GIVEN TEXT:
===============

Coroner's report into fatal dog attack calls breed-specific legislation 'disappointing'

A coroner's report is calling into question the breed-specific ban that followed the death of Christiane Vadnais, who was attacked by a dog, and says the owner's treatment of the dog likely led to its poor socialization and aggressive behaviour.

Report says owner poorly treated dog, municipality should have followed up after 2015 attack

A coroner's report into the death of Christiane Vadnais, left, calls Montreal's ban of pit bull-type dogs 'disappointing'. (Facebook)

A coroner's report is calling into question the breed-specific ban that followed the death of Christiane Vadnais, who was killed by a dog in 2016, and says the owner's treatment of that dog likely led to its poor socialization and aggressive behaviour.

===============

TASK DETAILS:
Update the article on the coroner's report from "Coroner's report into fatal" up to and including "dogs 'disappointing'. (Facebook)", replacing "breed-specific ban" with "breed ban".

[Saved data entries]
===============

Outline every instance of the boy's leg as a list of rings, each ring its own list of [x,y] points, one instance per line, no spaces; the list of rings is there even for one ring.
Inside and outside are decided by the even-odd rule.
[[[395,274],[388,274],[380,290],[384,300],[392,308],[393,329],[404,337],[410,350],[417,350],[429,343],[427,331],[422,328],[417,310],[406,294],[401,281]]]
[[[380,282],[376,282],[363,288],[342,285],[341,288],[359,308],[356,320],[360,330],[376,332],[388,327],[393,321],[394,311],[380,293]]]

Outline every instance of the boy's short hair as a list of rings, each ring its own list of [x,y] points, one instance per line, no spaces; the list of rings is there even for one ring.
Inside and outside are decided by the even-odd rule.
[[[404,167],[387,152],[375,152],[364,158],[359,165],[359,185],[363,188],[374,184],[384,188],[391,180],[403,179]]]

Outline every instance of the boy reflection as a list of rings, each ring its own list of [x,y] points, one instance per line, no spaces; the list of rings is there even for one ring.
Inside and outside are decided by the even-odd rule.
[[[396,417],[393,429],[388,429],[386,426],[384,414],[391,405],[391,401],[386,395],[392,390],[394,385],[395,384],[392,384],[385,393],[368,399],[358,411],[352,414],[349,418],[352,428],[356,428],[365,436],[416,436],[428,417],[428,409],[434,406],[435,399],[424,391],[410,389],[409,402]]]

===============

WRITTEN ANSWER:
Coroner's report into fatal dog attack calls breed-specific legislation 'disappointing'

A coroner's report is calling into question the breed ban that followed the death of Christiane Vadnais, who was attacked by a dog, and says the owner's treatment of the dog likely led to its poor socialization and aggressive behaviour.

Report says owner poorly treated dog, municipality should have followed up after 2015 attack

A coroner's report into the death of Christiane Vadnais, left, calls Montreal's ban of pit bull-type dogs 'disappointing'. (Facebook)